-- Provided entries start --

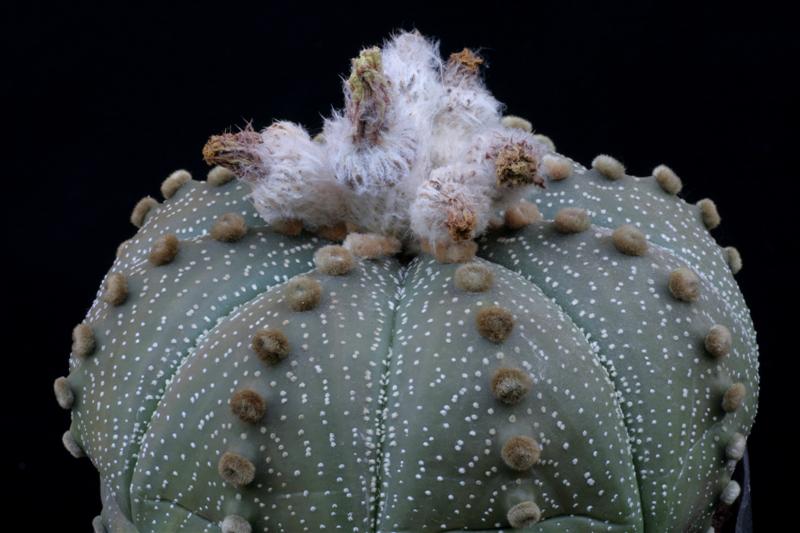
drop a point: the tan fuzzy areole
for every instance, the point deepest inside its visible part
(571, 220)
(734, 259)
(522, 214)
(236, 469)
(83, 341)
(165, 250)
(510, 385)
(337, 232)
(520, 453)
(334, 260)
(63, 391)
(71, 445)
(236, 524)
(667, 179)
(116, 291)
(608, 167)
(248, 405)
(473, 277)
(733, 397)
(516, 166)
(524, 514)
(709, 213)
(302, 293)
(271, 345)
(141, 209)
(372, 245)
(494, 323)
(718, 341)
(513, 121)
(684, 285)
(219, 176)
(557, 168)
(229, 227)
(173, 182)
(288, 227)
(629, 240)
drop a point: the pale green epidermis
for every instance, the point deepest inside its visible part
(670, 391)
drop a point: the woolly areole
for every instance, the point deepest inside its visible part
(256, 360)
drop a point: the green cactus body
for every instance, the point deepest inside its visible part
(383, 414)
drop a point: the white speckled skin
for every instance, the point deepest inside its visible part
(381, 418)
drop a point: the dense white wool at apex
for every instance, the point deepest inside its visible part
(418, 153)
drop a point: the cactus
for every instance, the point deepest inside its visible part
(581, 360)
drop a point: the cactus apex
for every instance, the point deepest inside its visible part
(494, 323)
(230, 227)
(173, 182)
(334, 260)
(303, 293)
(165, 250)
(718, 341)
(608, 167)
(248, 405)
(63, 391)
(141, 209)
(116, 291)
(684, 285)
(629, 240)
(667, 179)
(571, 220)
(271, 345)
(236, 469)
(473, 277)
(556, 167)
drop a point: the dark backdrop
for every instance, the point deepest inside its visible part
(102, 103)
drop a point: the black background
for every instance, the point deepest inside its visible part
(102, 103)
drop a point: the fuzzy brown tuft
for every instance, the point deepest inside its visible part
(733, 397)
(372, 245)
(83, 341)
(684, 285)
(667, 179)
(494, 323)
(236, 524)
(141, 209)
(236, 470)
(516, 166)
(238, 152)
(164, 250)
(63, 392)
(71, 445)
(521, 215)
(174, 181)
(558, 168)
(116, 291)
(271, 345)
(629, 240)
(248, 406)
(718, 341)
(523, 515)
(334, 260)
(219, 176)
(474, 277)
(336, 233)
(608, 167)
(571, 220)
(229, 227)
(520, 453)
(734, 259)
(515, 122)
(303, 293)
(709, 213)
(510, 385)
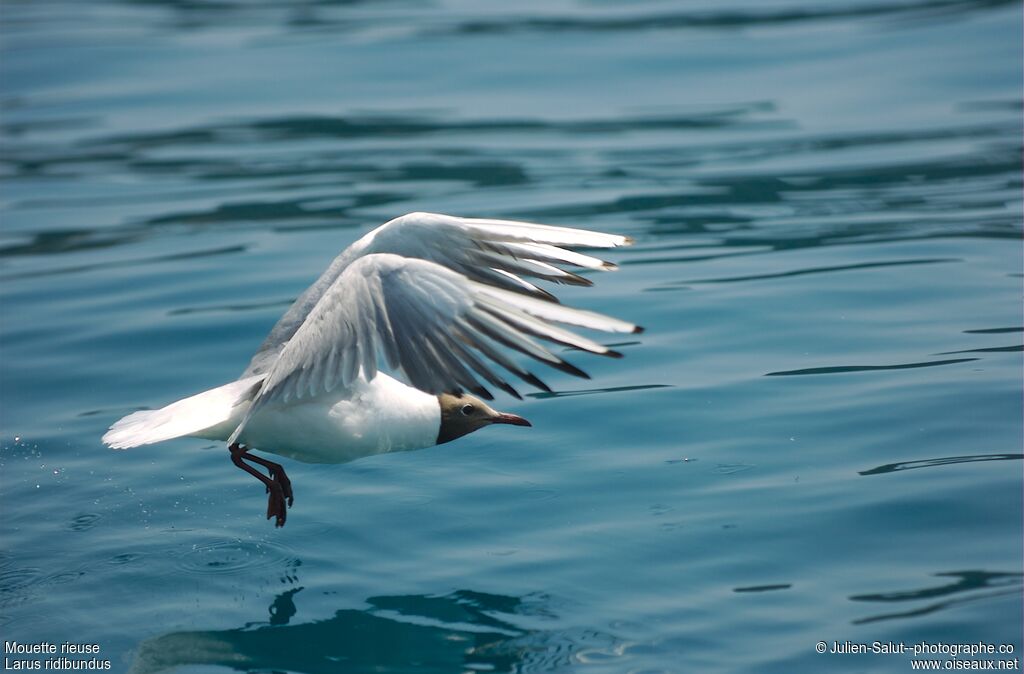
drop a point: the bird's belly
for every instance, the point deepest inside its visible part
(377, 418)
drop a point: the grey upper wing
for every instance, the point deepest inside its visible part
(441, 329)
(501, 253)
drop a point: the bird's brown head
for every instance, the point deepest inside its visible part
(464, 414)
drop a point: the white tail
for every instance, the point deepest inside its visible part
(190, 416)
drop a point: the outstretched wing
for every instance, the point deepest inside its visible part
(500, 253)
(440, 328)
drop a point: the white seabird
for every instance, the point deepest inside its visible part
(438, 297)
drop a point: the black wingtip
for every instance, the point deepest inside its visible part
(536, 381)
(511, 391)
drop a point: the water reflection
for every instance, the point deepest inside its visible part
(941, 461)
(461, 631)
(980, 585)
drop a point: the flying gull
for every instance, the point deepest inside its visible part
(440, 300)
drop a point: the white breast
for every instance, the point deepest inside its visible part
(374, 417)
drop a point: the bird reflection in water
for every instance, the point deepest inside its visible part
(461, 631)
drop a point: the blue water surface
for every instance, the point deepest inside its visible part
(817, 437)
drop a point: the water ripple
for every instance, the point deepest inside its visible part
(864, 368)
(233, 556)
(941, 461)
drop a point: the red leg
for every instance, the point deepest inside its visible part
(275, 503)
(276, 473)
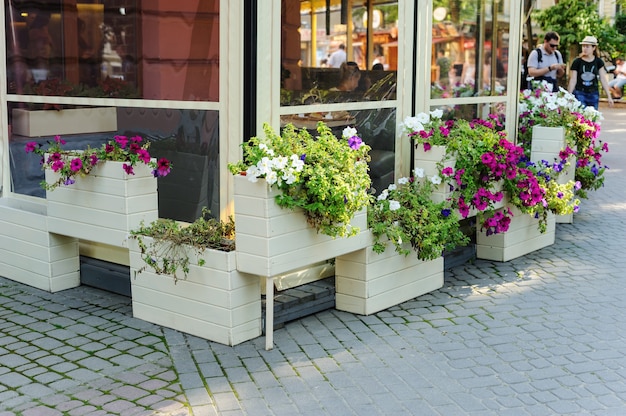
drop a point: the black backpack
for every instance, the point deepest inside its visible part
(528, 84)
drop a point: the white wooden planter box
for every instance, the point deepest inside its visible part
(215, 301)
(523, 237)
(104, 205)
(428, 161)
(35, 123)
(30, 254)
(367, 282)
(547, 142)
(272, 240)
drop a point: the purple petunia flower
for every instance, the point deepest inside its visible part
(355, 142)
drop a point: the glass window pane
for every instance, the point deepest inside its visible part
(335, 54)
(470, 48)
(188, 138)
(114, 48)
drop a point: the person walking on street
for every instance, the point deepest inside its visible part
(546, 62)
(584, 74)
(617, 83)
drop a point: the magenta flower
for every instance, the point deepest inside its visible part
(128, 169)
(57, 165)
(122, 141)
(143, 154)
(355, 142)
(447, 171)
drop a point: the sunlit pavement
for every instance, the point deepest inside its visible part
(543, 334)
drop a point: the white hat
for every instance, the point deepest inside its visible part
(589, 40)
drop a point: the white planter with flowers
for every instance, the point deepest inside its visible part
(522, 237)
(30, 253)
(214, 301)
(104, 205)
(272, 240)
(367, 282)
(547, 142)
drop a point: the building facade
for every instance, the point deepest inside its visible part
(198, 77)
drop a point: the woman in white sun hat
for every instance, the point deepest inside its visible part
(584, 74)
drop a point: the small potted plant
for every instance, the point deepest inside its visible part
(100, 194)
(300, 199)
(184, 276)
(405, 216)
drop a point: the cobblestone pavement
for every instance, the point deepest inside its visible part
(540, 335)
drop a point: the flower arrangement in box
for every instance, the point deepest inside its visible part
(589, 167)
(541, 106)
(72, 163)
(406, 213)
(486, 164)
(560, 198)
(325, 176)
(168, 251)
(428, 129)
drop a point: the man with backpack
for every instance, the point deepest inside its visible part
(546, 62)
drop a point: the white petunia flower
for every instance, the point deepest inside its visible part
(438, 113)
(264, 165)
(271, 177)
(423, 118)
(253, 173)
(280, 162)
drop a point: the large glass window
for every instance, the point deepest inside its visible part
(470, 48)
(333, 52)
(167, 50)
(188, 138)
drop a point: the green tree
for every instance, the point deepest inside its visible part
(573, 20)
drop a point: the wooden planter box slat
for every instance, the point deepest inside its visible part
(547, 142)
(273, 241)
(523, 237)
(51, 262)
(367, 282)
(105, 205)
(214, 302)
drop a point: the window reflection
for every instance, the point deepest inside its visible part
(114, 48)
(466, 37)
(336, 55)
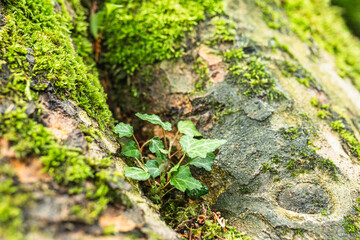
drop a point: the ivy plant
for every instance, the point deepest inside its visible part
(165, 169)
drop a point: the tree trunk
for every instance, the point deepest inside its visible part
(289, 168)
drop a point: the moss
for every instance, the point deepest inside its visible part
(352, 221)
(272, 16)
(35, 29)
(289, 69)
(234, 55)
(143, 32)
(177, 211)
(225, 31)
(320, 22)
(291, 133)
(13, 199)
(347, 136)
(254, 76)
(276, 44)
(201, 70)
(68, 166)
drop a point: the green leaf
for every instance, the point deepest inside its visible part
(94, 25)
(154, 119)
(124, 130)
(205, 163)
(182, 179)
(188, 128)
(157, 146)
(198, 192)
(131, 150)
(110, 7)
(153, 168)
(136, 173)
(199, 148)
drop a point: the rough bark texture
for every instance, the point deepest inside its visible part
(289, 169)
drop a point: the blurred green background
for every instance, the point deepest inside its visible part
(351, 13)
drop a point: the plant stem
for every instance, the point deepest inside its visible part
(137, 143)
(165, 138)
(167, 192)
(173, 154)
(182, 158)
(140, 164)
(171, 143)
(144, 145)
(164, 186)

-- Provided entries end --
-- Provided entries start --

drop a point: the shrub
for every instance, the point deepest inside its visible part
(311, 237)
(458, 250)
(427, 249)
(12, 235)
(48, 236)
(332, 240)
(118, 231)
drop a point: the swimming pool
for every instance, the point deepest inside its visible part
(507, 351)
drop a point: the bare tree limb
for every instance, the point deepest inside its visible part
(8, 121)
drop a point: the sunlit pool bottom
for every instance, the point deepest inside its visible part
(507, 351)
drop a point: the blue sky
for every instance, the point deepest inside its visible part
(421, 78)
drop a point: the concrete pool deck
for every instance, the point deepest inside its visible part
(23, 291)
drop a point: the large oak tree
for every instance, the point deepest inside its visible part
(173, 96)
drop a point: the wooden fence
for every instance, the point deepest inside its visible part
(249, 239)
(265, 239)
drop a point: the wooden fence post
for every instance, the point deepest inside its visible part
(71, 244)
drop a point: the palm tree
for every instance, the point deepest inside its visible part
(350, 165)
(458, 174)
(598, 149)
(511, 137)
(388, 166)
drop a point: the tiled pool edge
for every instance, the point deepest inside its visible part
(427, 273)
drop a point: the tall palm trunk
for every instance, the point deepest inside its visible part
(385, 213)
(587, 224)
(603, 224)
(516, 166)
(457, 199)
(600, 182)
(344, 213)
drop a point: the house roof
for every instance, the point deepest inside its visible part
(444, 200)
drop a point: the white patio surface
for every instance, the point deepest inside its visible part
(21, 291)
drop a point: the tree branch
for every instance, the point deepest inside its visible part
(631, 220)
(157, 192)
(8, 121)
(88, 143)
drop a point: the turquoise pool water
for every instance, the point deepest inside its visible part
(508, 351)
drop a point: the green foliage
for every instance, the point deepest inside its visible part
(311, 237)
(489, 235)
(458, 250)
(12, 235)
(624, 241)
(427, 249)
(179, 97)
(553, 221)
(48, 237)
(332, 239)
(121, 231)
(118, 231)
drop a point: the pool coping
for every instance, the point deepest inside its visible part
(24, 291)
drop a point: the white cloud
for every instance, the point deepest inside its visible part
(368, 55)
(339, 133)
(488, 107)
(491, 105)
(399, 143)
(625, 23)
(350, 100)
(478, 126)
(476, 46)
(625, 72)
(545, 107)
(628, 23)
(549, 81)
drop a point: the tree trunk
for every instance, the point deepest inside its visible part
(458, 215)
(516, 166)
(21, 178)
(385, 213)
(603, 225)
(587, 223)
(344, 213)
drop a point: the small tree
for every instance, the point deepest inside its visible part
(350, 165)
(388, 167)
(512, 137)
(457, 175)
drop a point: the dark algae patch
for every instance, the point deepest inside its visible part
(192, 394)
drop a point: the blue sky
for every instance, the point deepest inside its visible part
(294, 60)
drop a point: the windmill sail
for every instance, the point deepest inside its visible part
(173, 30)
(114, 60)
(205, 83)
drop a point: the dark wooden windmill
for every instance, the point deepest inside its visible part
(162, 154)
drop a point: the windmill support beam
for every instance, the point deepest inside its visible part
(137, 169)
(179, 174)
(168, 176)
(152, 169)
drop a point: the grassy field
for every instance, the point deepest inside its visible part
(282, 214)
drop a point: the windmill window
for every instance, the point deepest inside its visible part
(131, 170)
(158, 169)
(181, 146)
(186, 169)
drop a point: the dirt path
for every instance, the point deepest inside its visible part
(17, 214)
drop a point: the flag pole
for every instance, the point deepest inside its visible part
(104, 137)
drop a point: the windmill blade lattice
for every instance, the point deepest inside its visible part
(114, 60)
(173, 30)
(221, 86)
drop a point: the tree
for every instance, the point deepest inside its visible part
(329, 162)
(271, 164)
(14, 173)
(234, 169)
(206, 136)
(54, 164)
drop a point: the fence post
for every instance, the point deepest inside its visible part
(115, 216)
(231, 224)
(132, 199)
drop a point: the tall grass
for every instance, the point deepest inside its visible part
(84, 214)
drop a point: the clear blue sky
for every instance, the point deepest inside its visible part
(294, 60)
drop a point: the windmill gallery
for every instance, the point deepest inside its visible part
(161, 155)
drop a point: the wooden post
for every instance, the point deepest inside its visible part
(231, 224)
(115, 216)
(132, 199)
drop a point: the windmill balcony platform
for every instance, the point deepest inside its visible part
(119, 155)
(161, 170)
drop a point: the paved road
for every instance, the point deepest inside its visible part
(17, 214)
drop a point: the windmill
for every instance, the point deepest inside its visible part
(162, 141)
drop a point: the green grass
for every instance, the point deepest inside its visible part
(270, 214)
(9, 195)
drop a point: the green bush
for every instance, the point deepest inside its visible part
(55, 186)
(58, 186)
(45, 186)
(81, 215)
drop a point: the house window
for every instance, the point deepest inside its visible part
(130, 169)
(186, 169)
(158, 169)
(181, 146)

-- Provided entries end --

Locate every line of the material that contains the string "background" and copy each such line in full.

→ **Task result**
drop a point: the black background
drop a point: the blurred green background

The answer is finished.